START TASK MATERIAL

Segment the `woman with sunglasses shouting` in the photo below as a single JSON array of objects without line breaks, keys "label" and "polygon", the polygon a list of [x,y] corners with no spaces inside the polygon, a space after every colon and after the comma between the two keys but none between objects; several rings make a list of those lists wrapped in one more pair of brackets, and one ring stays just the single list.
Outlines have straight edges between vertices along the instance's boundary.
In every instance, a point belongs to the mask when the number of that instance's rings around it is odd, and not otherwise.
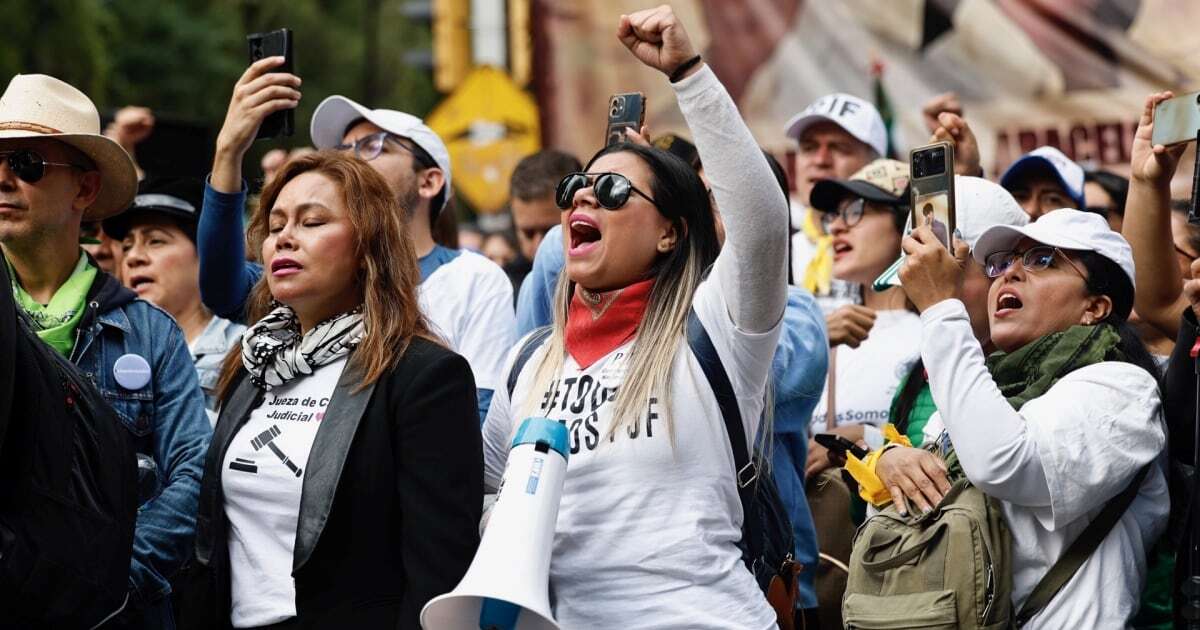
[{"label": "woman with sunglasses shouting", "polygon": [[[938,451],[953,451],[947,461],[961,470],[947,473],[932,453],[885,451],[877,473],[897,510],[931,511],[964,476],[998,499],[1012,532],[1018,611],[1068,548],[1090,539],[1062,590],[1024,611],[1025,627],[1126,627],[1169,510],[1154,464],[1166,443],[1157,373],[1128,324],[1129,244],[1099,215],[1071,209],[985,231],[973,256],[994,278],[988,315],[998,351],[986,357],[961,301],[965,260],[927,227],[904,239],[904,251],[900,277],[921,310],[938,409],[925,434],[943,426]],[[1083,535],[1104,516],[1115,524]]]},{"label": "woman with sunglasses shouting", "polygon": [[725,245],[704,184],[667,152],[616,144],[564,178],[567,262],[555,321],[524,365],[510,361],[511,398],[496,393],[484,426],[485,484],[499,484],[523,418],[566,425],[550,567],[564,628],[774,628],[742,563],[731,442],[685,325],[694,310],[753,438],[787,299],[786,201],[669,7],[622,16],[618,36],[672,80]]}]

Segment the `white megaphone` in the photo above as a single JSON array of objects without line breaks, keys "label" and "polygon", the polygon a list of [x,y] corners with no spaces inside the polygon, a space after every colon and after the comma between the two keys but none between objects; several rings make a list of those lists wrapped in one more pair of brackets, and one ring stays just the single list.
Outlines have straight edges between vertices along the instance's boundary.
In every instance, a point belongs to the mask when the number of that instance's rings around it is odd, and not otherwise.
[{"label": "white megaphone", "polygon": [[558,630],[550,612],[550,552],[567,472],[567,428],[526,418],[471,568],[421,610],[425,630]]}]

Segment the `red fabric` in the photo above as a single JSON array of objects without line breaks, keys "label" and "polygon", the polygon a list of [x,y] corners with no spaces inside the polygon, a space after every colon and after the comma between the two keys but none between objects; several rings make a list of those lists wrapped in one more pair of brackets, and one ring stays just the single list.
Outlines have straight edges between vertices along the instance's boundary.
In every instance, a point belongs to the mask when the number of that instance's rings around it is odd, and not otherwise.
[{"label": "red fabric", "polygon": [[650,304],[652,287],[653,279],[643,280],[607,293],[588,292],[595,296],[589,300],[584,297],[587,289],[576,285],[567,309],[566,346],[580,368],[586,369],[633,337]]}]

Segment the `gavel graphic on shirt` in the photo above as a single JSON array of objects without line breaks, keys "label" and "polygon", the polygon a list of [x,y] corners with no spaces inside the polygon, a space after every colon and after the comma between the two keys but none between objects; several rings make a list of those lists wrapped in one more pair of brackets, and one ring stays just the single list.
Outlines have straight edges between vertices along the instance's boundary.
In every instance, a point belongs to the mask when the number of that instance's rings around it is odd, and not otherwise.
[{"label": "gavel graphic on shirt", "polygon": [[288,459],[288,456],[284,455],[283,451],[279,450],[278,446],[275,446],[275,438],[279,437],[279,433],[279,425],[273,424],[271,425],[270,429],[259,433],[258,436],[256,436],[253,440],[250,440],[250,446],[253,446],[254,450],[256,451],[264,446],[271,449],[271,452],[275,453],[275,456],[279,458],[279,461],[283,462],[284,466],[287,466],[289,470],[299,477],[304,473],[304,471],[296,466],[292,460]]}]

END TASK MATERIAL

**TASK DESCRIPTION**
Set down the entries shown above once more, exactly as they read, but without pictures.

**WRITTEN ANSWER**
Segment the `woman with sunglasses shouting` in the photo below as a single JSON array of objects without line breaks, keys "label" and "polygon", the polygon a list of [x,y] corners with no spaces inside the polygon, a space after every colon and after the comma between the two keys but none between objects; several rings make a list of those lists wrapped in one more pair of brackets, and one ring stays just the single list.
Outlines have straight edges between vertices along the instance's boundary.
In every instance, a point belongs to the mask when the number of that instance's rings around it is odd, and not otherwise.
[{"label": "woman with sunglasses shouting", "polygon": [[[938,451],[953,451],[947,461],[961,470],[947,473],[932,453],[885,451],[877,473],[897,510],[931,511],[964,476],[998,499],[1012,532],[1018,611],[1068,548],[1090,539],[1062,590],[1024,611],[1025,627],[1126,627],[1169,510],[1154,464],[1166,443],[1157,373],[1128,324],[1129,244],[1099,215],[1071,209],[985,231],[973,256],[994,278],[988,315],[998,351],[986,357],[961,301],[965,260],[927,227],[904,239],[904,251],[900,277],[921,310],[938,409],[925,434],[943,426]],[[1083,535],[1104,516],[1115,524]]]},{"label": "woman with sunglasses shouting", "polygon": [[725,245],[704,184],[667,152],[616,144],[564,178],[567,262],[555,321],[524,365],[510,361],[511,398],[496,393],[484,426],[485,484],[499,484],[523,418],[566,425],[550,567],[564,628],[774,628],[742,563],[731,442],[685,325],[694,310],[753,438],[787,299],[786,201],[669,7],[622,16],[618,36],[672,80]]}]

Segment the `white megaphone` in the photo above as a single JSON array of objects without line breaks, keys "label" and "polygon", the polygon a list of [x,y] corners with no spaces inside the polygon, a space after every colon and after the comma between the two keys but none between objects; several rings make a list of those lists wrapped in one more pair of brackets, and one ring stays just the single list.
Outlines have straight edges between vertices along the instance's boundary.
In every instance, a point belongs to the mask when the number of that instance's rings around it is odd, and not otherwise.
[{"label": "white megaphone", "polygon": [[558,630],[550,612],[550,552],[567,472],[567,428],[526,418],[471,568],[421,610],[425,630]]}]

Segment the `red fabric` in the photo above as a single JSON array of objects without line breaks, keys "label" and "polygon", the polygon a list of [x,y] corners with no spaces inside the polygon, a space after every colon and after the comma between the two keys but none between objects; several rings make a list of those lists wrapped in one more pair of brackets, and one ring stays just the single list.
Outlines have straight edges between vertices along the instance's boundary.
In every instance, a point belongs to the mask when the number of that instance's rings around it is odd, and not otherwise.
[{"label": "red fabric", "polygon": [[650,304],[652,287],[653,279],[643,280],[607,293],[588,292],[595,296],[589,300],[584,297],[587,289],[576,285],[567,309],[566,346],[580,368],[586,369],[633,337]]}]

Segment the `gavel graphic on shirt` in the photo above as a single JSON array of objects without line breaks, keys "label" and "polygon", the polygon a list of [x,y] corners with no spaces inside the polygon, a space after every colon and after the comma between the two keys but none between objects; several rings make a list of those lists wrapped in one more pair of brackets, and one ring stays just the single list.
Outlines have straight edges between vertices along the instance's boundary.
In every instance, a point belongs to the mask when the number of that instance's rings around it is odd, and not otherwise.
[{"label": "gavel graphic on shirt", "polygon": [[288,459],[288,456],[284,455],[283,451],[279,450],[278,446],[275,446],[275,438],[279,437],[279,433],[279,425],[273,424],[271,425],[270,429],[259,433],[258,436],[256,436],[253,440],[250,440],[250,446],[253,446],[254,450],[256,451],[264,446],[271,449],[271,452],[275,453],[275,456],[279,458],[279,461],[283,462],[284,466],[287,466],[289,470],[299,477],[304,473],[304,471],[296,466],[292,460]]}]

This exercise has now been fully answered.